• **WORK REQUIRED**
Answer these questions about the passage on being in one's element:
1. What did a woman leave on for her horse?
2. What are doctors prescribing as an alternative to counselling and medication?
3. Why would a communications role not suit the writer?

• **PASSAGE PROVIDED**

________

Still, like on the occasions I’ve worked with horses, I’ve found myself pulled away from the glowing screen. Whether I’m raking up meadow grass, planting trees on the muddy banks of a new stream, or chopping stakes for a new fence to the steady drum of rain on my hood I am in my element.

Take me out of solitude in my room or quiet company out in nature and put me in a brightly lit building filled with people rushing about, talking loudly, playing loud music, arguing, I quickly go insane. And I’m probably the odd one in my love of quietude in a society so addicted to noise I knew a girl who couldn’t sleep without the television on and a woman who left a radio on for her horse…

I’m coming to realise that being in my element is essential for both my physical and mental health. The benefits of being out in nature are becoming much more widely recognised in society as a whole with doctors prescribing time outside as an alternative to counselling and medication and eco-therapy and mindfulness and well being walks proliferating. However, it’s troubling to see that these are viewed as therapies and breaks from ‘normal’ life rather than as something essential to our being.

The need to be in my element is a determining factor not only in my choice to pursue a career in conservation but also in the type of job. There are many positions within the Wildlife Trust with different balances between indoors and outdoors and practical work in nature and engaging with the community.

Over the past few months I’ve worked out that, although I’m a writer, I find offices claustrophobic so a communications role wouldn’t suit me. Whilst I’m a poet and run the occasional workshop, as an introvert I find this work incredibly draining, so a community engagement role wouldn’t work either.

________

• **RECORDED INFORMATION**
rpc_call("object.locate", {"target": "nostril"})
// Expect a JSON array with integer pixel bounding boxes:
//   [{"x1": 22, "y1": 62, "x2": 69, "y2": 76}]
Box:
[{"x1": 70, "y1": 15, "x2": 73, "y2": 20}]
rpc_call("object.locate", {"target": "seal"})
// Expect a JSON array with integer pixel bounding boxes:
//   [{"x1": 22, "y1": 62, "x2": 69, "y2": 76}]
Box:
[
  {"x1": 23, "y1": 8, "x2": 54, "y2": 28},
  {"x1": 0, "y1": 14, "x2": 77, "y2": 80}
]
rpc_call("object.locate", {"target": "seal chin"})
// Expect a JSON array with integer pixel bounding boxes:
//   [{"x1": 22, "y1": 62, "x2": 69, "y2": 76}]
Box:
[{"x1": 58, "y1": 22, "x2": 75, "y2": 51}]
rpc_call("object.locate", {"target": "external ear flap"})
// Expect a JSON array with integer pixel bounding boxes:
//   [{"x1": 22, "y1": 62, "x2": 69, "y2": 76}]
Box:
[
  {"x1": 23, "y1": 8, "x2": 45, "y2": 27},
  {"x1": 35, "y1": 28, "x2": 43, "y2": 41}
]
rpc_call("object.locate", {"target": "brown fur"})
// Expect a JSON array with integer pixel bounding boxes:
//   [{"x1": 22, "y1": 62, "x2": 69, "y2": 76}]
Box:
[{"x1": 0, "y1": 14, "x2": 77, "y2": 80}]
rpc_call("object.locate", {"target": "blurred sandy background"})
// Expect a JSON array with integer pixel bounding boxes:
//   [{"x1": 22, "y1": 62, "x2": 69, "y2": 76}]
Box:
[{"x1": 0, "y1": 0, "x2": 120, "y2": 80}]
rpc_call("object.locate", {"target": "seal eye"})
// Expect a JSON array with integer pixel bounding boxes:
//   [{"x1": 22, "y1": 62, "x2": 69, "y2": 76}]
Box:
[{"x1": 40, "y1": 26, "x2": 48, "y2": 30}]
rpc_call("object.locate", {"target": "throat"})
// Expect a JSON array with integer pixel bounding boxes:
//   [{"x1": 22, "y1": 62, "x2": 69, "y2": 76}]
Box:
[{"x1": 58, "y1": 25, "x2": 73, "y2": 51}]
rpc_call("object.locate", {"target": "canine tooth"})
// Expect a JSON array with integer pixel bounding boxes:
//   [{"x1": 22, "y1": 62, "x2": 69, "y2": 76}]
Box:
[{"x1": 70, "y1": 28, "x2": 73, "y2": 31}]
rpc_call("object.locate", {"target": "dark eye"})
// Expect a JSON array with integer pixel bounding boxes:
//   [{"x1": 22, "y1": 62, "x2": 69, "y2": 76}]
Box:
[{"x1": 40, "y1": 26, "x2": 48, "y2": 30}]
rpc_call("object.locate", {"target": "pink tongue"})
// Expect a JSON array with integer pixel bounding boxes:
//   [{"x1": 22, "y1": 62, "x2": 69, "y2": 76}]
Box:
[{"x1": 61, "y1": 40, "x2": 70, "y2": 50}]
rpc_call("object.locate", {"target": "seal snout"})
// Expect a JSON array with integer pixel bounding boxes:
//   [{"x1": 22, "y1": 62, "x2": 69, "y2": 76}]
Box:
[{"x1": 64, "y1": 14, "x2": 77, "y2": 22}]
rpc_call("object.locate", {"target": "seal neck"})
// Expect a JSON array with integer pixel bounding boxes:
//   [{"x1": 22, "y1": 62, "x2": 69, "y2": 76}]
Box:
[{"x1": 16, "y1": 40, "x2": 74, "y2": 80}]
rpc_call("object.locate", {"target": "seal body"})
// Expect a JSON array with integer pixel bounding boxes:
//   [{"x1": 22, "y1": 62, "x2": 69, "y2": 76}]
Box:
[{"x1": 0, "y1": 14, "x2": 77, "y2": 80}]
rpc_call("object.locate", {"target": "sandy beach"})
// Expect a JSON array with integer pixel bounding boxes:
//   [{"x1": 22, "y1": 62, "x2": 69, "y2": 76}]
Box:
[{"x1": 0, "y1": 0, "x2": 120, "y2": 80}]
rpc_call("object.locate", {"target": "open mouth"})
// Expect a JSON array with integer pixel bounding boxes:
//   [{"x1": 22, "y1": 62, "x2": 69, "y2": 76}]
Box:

________

• **WRITTEN ANSWER**
1. A radio.
2. Time outside.
3. The writer finds offices claustrophobic.